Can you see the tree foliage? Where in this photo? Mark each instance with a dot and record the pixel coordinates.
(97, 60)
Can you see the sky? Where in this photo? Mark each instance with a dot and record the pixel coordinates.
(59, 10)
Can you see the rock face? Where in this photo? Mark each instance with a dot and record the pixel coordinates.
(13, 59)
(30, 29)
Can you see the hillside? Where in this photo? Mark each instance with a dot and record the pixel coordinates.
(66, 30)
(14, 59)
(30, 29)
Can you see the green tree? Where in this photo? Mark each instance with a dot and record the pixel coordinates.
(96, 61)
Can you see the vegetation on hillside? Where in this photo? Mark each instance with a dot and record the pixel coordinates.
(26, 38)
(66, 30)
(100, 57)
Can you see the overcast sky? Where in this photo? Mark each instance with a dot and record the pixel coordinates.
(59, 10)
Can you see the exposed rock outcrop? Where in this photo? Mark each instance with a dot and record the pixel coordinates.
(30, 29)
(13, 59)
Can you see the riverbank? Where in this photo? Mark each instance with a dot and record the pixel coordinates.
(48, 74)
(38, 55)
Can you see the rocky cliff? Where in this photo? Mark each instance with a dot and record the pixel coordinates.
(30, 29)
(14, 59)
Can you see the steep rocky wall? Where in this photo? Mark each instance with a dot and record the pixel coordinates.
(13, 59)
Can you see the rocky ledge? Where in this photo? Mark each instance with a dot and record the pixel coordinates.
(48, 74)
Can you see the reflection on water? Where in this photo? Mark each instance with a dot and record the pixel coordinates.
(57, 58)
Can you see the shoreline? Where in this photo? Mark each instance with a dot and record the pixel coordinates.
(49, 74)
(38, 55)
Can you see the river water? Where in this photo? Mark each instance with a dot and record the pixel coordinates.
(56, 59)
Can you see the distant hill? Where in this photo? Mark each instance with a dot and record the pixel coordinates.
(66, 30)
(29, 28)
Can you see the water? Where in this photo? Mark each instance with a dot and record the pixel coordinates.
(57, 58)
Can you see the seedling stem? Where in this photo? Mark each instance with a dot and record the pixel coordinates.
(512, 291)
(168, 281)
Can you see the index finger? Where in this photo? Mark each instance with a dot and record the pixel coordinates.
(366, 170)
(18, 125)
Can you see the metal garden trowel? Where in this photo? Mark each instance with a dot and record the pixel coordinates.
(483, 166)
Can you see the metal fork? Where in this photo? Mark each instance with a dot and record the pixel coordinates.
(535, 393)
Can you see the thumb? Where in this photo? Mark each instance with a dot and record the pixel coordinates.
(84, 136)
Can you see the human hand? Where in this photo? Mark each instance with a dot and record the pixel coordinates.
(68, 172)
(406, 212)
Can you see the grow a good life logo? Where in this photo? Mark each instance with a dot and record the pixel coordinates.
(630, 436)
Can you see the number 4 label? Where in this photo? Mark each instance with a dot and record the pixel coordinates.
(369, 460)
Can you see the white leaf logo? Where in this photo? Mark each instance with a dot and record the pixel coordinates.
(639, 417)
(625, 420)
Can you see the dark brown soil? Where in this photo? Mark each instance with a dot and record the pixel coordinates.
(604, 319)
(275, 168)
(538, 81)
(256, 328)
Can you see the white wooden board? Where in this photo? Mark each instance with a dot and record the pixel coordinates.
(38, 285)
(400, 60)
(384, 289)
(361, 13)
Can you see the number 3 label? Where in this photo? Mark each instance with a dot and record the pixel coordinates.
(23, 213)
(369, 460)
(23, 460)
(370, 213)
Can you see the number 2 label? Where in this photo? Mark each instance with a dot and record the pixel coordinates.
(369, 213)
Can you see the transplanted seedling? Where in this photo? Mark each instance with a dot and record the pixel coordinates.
=====
(Aim)
Nothing should be left out: return all of the records exactly.

(Correct answer)
Can you see the tree foliage? Where in this photo? Mark each instance with a dot and record the pixel coordinates.
(97, 60)
Can you see the sky? Where in this photo? Mark each instance with a dot and record the pixel coordinates.
(59, 10)
Can you see the rock face? Where in this photo? Mark each instance with a dot and record the pixel coordinates.
(13, 59)
(30, 29)
Can you see the hillside? Where in this photo? Mark each instance with a dot and record the pixel coordinates.
(66, 30)
(14, 59)
(30, 29)
Can you see the green tree? Where in this photo? Mark each instance with a dot and record the pixel coordinates.
(96, 61)
Can you see the vegetation on hillside? Where in this photo? Mark each instance with a dot and record the pixel coordinates.
(26, 38)
(66, 30)
(100, 57)
Can you see the overcast sky? Where in this photo? Mark each instance with a dot and record the pixel coordinates.
(59, 10)
Can you see the exposed rock outcrop? Where in this photo? Mark each instance with a dot and record the pixel coordinates.
(30, 29)
(13, 59)
Can you see the riverbank? Where in this photo? Mark each instance with a dot and record the pixel coordinates.
(48, 74)
(38, 55)
Can you see the rocky cliff? Where in this photo? Mark each instance with a dot and record the pixel coordinates.
(30, 29)
(14, 59)
Can you see the steep rocky wall? Where in this photo? Mark each instance with a dot and record the pixel coordinates.
(13, 59)
Can you see the rocky ledge? Where in this photo? Mark each instance with a dot and record the pixel coordinates.
(48, 74)
Can you see the reflection on water? Where in this photo? Mark each instance with a dot and record the pixel coordinates.
(57, 58)
Can you see the shoreline? Where in this photo? Mark each instance with a dot and record the pixel coordinates.
(49, 74)
(38, 55)
Can you see the river water? Where in this photo? Mark each instance with a dot and record the pixel coordinates.
(56, 59)
Can you see the distant hill? Where in this photo? Mark each instance with a dot and record the pixel coordinates.
(66, 30)
(29, 28)
Can you see the water? Where in this photo? Mark each instance with a dot and record the pixel coordinates.
(57, 58)
Can you see the seedling stem? Where in this photo? Mark each instance with a dot and record the pixel coordinates.
(512, 291)
(168, 281)
Can you see the index finger? Where in this photo? Mark each instance with a dot and record the pixel coordinates.
(366, 170)
(18, 125)
Can you see the metal garden trowel? Where in this photo? Mark each instance with a dot and record the pixel coordinates.
(483, 166)
Can you see the metal fork? Where in this photo? Mark each instance with a dot and record the pixel coordinates.
(535, 393)
Can you see the thumb? Where in this photo? Mark each instance with a dot and record the pixel coordinates.
(84, 136)
Can you see the human hand? Where in this photo? Mark each instance with a dot and record the pixel coordinates.
(68, 172)
(406, 212)
Can you see the grow a good life logo? Where in this photo? Mark each instance with a dot and record the pixel coordinates.
(630, 436)
Can you see the number 4 label? Where in this photo? Mark each instance with a dot and record the pixel coordinates.
(369, 460)
Can you see the white leaf logo? Where in this photo? Mark each instance with a dot and record the pixel coordinates.
(639, 417)
(625, 420)
Can you see the dark brown soil? Where in this photo? Mark each instance with a dot and record the pixel coordinates.
(604, 319)
(275, 168)
(538, 81)
(256, 328)
Can you see the white wooden board? Where in this photo? Mark each instance with a dot and record the pixel coordinates.
(38, 285)
(400, 60)
(384, 289)
(361, 13)
Can you see the number 3 label? Where in this photo? Mark each instance with a dot and record the pixel coordinates.
(23, 213)
(369, 460)
(23, 460)
(370, 213)
Can you see the number 2 label? Where in this photo? Mark each instance with a dot and record the pixel coordinates.
(369, 213)
Can you see the transplanted seedling? Where in this photo? Mark each instance with a dot and record the pixel coordinates.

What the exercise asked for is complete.